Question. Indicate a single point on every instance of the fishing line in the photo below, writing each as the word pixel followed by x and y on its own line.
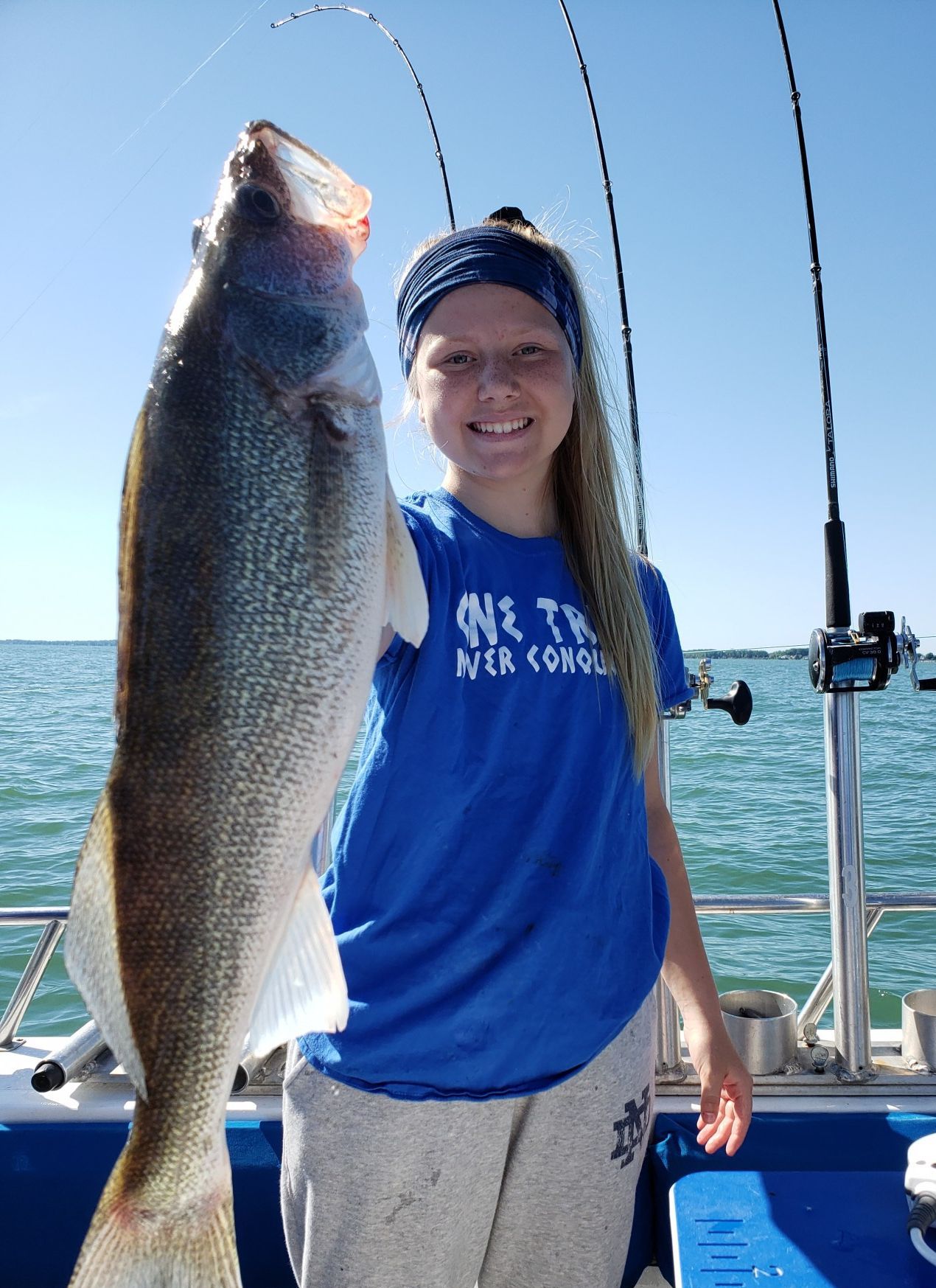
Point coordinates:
pixel 67 265
pixel 837 599
pixel 244 21
pixel 329 8
pixel 640 505
pixel 91 236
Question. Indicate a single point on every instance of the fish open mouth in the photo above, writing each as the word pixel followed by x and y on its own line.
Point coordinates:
pixel 321 192
pixel 500 427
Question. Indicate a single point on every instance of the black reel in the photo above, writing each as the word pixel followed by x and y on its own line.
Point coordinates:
pixel 860 660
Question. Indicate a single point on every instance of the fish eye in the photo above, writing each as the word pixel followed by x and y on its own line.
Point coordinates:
pixel 256 203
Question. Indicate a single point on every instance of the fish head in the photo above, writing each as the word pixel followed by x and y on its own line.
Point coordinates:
pixel 273 260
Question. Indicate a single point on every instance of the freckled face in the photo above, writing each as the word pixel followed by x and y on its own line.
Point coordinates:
pixel 495 383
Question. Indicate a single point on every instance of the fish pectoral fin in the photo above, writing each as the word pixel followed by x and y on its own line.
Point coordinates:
pixel 304 991
pixel 91 952
pixel 406 607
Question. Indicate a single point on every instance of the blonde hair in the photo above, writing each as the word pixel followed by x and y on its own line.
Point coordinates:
pixel 594 515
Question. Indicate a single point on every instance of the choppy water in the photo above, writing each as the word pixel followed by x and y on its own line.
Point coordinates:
pixel 750 807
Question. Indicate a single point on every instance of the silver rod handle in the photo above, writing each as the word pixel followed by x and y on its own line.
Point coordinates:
pixel 29 983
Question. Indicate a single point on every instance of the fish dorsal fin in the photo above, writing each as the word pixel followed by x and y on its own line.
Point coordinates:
pixel 91 955
pixel 406 607
pixel 133 478
pixel 304 991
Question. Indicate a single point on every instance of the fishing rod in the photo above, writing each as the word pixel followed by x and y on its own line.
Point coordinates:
pixel 844 662
pixel 346 8
pixel 640 504
pixel 738 702
pixel 839 656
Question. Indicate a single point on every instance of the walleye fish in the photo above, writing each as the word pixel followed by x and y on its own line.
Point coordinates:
pixel 262 551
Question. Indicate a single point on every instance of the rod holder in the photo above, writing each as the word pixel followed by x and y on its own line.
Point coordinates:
pixel 75 1060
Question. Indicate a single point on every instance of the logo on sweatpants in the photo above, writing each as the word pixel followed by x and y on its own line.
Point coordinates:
pixel 632 1127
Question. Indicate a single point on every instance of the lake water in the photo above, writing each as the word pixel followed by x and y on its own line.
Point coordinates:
pixel 750 807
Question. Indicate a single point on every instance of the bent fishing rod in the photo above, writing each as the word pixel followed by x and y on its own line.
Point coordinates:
pixel 844 662
pixel 738 702
pixel 841 657
pixel 362 13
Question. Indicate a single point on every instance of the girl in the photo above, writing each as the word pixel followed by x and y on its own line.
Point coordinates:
pixel 505 870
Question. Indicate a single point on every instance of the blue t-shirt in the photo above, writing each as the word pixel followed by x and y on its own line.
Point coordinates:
pixel 498 916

^^^^

What you will do » Leave the images out, please, and restate each line word for word.

Response to the exercise »
Question. Indicate a single point on every instance of the fishing line in the photo below, writing each as the word pixel followed by x and y on its own line.
Point coordinates:
pixel 67 265
pixel 837 599
pixel 244 21
pixel 329 8
pixel 640 505
pixel 91 236
Question. Indicate a single point on every instance of the fish open mouth in the photo above, writing each as the word pixel followed by x and y on its own line.
Point coordinates:
pixel 321 192
pixel 500 427
Question. Indicate a single point on every instance of the black reel in the photo above, writing each as the word pixel followed by x and y on its own line.
Point coordinates:
pixel 860 660
Question. Indicate a single point on every instance of the fish eye in the photo above, writing each as the word pixel followed by x and y on its own line.
Point coordinates:
pixel 256 203
Question. Indicate a single point on every instance of the fish head in the photo above, writing each as the word pixel followed by x and y on its own line.
Point coordinates:
pixel 273 260
Question. Indicate a single point on every instance of the freckled face in the photo above, writing each as the word pixel followed by x and y on its own line.
Point coordinates:
pixel 495 383
Question. Indicate a single point on every instance of the fish pectoral fin in the photo above, writing each as the word pixel followed by x and y on its own line.
Point coordinates:
pixel 304 991
pixel 91 952
pixel 406 607
Question. Indicate a single point on every instance of the blonde hair in the photo above, writing each as the word pixel followed by x and y on its own line.
Point coordinates:
pixel 594 515
Question. Indicate a single point on every instance of the choppy water in the photo above, writing each as the word pixel followed by x and y on its own line.
Point coordinates:
pixel 750 807
Question. Indicate a single point on every instance of the silver rod handle in the photo above, writing each as the word pixel followed by x and y on its own line.
Point coordinates:
pixel 29 983
Question. Indicate a single point on every instance of the fish dorsal fin in the photo above, writing each as the word pixel followed by x and y on its own line.
Point coordinates:
pixel 91 955
pixel 406 607
pixel 133 478
pixel 304 991
Question. Indicate a single point on every instance of the fishing rod in the photo above, writing each as the word pixel followed by x and y on its own line.
Point coordinates:
pixel 844 662
pixel 346 8
pixel 640 504
pixel 738 702
pixel 839 656
Question. Indicate a single point on every instance of the walleye fish in the photo above, writing each as the word pixel followed by x and y on its own line.
Point coordinates:
pixel 262 551
Question. Indicate a single point on every instance of the rod holder in the photo above, writing each as the word pixel followed by x and y on its own line.
Point coordinates:
pixel 75 1060
Question. Indicate a single point on every instance of the logo on sweatpants in the photo above, writing each as the word pixel followed by x and y on its own line.
Point coordinates:
pixel 632 1127
Question. Indicate a single point on every instance of the lake water in the photo above, writing each as the word pixel followed by x and y on its own line.
Point coordinates:
pixel 750 807
Question. Indicate a single point on every instance of the bent fishing rod in the photo above, writing each as the word pixel followed by x and y on its own line.
Point coordinates:
pixel 844 662
pixel 738 702
pixel 841 657
pixel 362 13
Question. Indicate a single point on every instance of the girl in the photo above, writing each as the word pixel followed by x and y on its own line.
Point coordinates:
pixel 505 870
Question. Indicate a single point on every instance of the blue t-shirt in the photo above, writing each as the word pixel followed by x and y on its own line.
Point coordinates:
pixel 498 916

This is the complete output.